-------- PAGE EXTRACT

Monday, January 8, 2018

Blog 1 of 2018 / Markets for Consumer Data & User-Beware

Hello readers, and thanks for joining us for our first blog of the new year.

This year, in addition to our typical musings on financial markets, we'll be writing a little more on consumer data.

Hacks have been all the rage for a while already (Equifax and Yahoo! more recently; Target in 2013, Sony Playstation in 2011 and TJ Maxx in 2007 are not too-distant memories).

But our interest lies somewhere else: in what is happening behind the scenes with our data.

hiQ v LinkedIn

hiQ is a San Fran-based startup which was doing something pretty interesting: it was scraping data from LinkedIn and then selling that data or analyses done using that data.

LinkedIn didn't much like this, with hiQ's automated robots ("bots") bypassing LinkedIn's security measures to scrape the data, which LinkedIn felt undermined LinkedIn’s privacy commitments to its members.

They battled it out in court, with the court finding in August, probably reasonably, that LinkedIn could not stop hiQ from scraping the publicly-viewable information from LinkedIn's website.  In fairness, LinkedIn doesn't own its users' data -- it's our data! -- and therefore couldn't limit hiQ's ability to access or study it.

The ruling is interesting for several reasons, including some of the First Amendment-type arguments made by hiQ to support its right to scrape.  
“To choke off speech and the precursor of speech, the gathering of facts and the analysis of information, is a dangerous path down which we should not go,” 
         -- Harvard law professor Laurence Tribe, representing hiQ, reportedly told                 the judge.    
“hiQ believes that public data must remain public, and innovation on the internet should not be stifled by legal bullying or the anti-competitive hoarding of public data by a small group of powerful companies, ... It is important to understand that hiQ doesn’t analyze private sections of LinkedIn – we only review public profile information. We don’t republish or sell the data we collect. We only use it as the basis for the valuable analysis we provide to employers. ”
            -- hiQ said in a statement 

Okay, meh. But how about what happens next?  Like Microsoft (which owns LinkedIn) firms like Facebook, Amazon, eBay and Google, control and study copious amounts of customer data (and they sometimes get hacked and lose control of it).  But importantly they also sell it (as does hiQ).  We might like to think that they only sell aggregate data, but how would we know? 

Personal, Personnel Information

What interests us is that hiQ sells information about LinkedIn users to those LinkedIn users' bosses, including information, generated from scraping LinkedIn, about the likelihood of an employee leaving. hiQ's clients reportedly include companies like CapitalOne and GoDaddy, and hiQ's products include their Keeper product, which identifies, for employers, when their employees are at risk of leaving for another job. (For example, when employees are "looking around," they tend to make connections on LinkedIn.)

So that's a sale not necessarily of the more obvious, vanilla, personal information (name, address, date-of-birth), but user/employee/personnel's tendencies and movements. But it's almost certainly not aggregated: if it were aggregated, it would be worthless.  Sure, they're not selling the individual's vanilla data itself but they've done a basic analysis of individual's behavior and are selling the analysis.  Aggregated, it is not.

----------------

REQUIREMENT 1
Rewrite the part of the blog post that opens with the words containing "Monday, January 8, 2018" and closes with "the new year.", changing "readers" to "friends".
REQUIREMENT 2
Translate this sentence from the blog post into Spanish: "But our interest lies somewhere else: in what is happening behind the scenes with our data."
REQUIREMENT 3
According to the blog post, which hiQ product tells employers when their employees are at risk of leaving for another job?
The entries that come after this point are taken from a separate source.

-------- INFORMATION GIVEN

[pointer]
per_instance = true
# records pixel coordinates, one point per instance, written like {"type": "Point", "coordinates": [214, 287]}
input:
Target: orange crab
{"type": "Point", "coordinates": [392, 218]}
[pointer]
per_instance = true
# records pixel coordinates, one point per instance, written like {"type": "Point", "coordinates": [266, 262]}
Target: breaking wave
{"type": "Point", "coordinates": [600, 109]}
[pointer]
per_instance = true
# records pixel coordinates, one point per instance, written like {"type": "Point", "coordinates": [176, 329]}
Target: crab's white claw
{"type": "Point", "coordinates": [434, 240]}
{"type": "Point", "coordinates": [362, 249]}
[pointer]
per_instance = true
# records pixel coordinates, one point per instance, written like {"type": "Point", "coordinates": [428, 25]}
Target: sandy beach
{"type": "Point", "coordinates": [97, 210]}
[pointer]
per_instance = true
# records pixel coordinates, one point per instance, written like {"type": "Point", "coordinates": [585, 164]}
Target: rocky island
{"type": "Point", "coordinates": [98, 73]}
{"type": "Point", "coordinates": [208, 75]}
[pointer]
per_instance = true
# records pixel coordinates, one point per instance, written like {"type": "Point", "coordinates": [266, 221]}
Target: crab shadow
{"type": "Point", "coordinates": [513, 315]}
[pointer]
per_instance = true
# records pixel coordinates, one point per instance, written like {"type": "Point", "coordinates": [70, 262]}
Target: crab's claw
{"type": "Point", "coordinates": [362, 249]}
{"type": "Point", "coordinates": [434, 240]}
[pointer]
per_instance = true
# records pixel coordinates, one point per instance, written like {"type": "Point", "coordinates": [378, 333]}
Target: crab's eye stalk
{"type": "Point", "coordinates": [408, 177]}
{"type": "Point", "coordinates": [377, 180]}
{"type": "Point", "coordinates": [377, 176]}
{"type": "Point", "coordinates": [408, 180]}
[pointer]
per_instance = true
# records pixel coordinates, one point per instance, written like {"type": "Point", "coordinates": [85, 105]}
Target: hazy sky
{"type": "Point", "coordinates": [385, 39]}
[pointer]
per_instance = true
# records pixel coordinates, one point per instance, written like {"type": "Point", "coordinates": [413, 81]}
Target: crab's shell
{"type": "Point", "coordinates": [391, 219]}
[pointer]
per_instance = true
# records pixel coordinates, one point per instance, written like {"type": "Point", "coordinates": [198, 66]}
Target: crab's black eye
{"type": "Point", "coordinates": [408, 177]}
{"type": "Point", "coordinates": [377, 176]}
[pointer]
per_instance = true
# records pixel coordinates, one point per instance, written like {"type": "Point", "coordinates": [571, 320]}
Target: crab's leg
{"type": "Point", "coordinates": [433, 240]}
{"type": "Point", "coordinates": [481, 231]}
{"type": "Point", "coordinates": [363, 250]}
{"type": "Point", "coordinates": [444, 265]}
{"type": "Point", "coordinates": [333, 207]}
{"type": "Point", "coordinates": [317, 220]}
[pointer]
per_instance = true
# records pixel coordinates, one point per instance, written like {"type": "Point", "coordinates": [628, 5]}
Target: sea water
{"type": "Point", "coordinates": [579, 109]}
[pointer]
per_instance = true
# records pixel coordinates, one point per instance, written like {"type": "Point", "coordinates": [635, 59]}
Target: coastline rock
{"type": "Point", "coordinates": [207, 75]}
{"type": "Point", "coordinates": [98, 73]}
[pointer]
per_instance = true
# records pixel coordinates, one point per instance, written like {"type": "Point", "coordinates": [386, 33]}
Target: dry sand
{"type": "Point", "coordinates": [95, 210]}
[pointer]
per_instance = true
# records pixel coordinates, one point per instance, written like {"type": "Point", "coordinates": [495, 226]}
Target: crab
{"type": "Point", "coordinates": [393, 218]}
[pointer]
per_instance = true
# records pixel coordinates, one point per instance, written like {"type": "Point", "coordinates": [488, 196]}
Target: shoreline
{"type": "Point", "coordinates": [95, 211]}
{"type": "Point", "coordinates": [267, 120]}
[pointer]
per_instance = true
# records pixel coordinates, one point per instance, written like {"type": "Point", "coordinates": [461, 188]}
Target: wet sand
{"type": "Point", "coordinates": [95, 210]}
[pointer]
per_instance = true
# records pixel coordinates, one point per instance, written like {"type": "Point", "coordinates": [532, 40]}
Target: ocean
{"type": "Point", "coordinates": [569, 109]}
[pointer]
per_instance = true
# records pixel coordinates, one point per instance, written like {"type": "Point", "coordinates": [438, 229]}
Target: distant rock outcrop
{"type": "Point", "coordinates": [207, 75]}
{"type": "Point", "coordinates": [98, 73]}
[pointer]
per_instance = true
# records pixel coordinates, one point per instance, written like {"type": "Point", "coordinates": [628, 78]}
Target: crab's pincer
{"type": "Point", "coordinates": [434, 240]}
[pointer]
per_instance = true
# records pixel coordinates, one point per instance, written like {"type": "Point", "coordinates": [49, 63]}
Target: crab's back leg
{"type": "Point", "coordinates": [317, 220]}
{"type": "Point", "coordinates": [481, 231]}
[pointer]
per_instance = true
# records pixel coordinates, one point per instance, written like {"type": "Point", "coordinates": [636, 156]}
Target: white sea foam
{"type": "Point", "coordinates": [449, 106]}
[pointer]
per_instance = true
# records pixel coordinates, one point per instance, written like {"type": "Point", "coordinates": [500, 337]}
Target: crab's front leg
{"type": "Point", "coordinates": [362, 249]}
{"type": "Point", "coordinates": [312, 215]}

----------------

WRITTEN ANSWER 1
Monday, January 8, 2018

Blog 1 of 2018 / Markets for Consumer Data & User-Beware

Hello friends, and thanks for joining us for our first blog of the new year.

WRITTEN ANSWER 2
Pero nuestro interés está en otra parte: en lo que ocurre entre bastidores con nuestros datos.

WRITTEN ANSWER 3
Keeper.